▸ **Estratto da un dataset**
↓↓↓

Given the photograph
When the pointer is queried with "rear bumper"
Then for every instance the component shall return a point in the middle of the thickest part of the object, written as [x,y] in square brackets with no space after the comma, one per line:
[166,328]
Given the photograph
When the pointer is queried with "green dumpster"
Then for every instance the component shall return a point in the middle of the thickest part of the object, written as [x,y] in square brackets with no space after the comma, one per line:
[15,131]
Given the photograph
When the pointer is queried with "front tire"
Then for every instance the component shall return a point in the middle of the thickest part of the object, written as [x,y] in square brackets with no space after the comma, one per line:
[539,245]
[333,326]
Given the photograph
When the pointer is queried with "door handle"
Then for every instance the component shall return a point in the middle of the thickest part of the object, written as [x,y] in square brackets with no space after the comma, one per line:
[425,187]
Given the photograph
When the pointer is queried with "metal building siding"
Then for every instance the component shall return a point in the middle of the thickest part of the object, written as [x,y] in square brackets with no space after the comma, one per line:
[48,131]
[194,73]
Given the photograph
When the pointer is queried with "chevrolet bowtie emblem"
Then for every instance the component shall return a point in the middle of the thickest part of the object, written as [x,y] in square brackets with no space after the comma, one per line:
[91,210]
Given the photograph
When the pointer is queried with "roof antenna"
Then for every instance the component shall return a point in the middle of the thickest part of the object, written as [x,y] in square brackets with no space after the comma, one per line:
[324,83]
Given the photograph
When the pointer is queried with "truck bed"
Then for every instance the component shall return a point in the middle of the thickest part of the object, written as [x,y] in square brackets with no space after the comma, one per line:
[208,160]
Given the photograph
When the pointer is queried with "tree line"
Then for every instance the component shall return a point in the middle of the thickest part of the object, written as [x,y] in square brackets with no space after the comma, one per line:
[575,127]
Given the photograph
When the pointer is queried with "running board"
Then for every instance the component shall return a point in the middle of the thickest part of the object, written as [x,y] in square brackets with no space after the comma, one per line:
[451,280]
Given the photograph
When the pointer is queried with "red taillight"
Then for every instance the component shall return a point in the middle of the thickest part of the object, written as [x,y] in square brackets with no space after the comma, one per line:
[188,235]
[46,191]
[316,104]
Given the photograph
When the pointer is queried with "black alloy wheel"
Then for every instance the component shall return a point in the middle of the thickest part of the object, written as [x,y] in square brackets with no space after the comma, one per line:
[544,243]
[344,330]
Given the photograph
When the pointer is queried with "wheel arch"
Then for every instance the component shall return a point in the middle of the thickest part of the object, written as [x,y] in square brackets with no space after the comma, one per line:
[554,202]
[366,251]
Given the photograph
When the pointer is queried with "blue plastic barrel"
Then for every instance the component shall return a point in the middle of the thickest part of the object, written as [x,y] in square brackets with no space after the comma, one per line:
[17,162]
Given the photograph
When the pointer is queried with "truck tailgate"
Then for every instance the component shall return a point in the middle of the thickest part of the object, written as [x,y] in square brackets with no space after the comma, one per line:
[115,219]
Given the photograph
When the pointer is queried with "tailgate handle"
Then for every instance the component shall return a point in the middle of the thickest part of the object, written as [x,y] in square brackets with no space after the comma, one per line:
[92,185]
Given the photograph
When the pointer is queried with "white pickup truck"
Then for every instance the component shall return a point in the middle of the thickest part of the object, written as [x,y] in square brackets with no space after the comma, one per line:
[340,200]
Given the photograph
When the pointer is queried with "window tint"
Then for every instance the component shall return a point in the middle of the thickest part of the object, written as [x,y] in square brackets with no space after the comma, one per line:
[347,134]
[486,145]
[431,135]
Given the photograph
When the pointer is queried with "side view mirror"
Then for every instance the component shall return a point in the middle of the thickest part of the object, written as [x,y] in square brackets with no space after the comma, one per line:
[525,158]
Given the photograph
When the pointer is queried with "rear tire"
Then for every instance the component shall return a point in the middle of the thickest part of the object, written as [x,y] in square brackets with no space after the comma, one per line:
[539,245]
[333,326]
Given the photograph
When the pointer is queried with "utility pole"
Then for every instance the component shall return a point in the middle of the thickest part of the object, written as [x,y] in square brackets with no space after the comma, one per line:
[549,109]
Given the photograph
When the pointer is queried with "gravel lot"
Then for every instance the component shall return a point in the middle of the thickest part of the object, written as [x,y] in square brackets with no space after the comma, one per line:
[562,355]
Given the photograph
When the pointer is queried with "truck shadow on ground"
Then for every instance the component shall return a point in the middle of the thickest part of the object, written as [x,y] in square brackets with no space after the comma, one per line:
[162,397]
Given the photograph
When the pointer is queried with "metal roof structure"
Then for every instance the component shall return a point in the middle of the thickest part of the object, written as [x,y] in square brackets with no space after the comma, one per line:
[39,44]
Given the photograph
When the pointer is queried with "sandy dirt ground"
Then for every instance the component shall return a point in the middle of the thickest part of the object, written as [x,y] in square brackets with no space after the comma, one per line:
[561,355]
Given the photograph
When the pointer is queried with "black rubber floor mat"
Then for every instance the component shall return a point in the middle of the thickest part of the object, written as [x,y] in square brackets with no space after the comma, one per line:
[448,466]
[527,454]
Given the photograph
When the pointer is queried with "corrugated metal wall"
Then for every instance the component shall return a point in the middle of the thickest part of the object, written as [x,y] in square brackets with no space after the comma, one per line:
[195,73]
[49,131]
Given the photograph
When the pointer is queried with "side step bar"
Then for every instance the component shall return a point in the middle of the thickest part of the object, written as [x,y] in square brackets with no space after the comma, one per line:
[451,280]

↑↑↑

Per favore, seleziona e riporta ogni riga dell'elenco che contiene la parola "black". Maiuscole e minuscole contano.

When the pointer is queried with "black alloy wheel"
When the pointer is queried with "black rubber floor mat"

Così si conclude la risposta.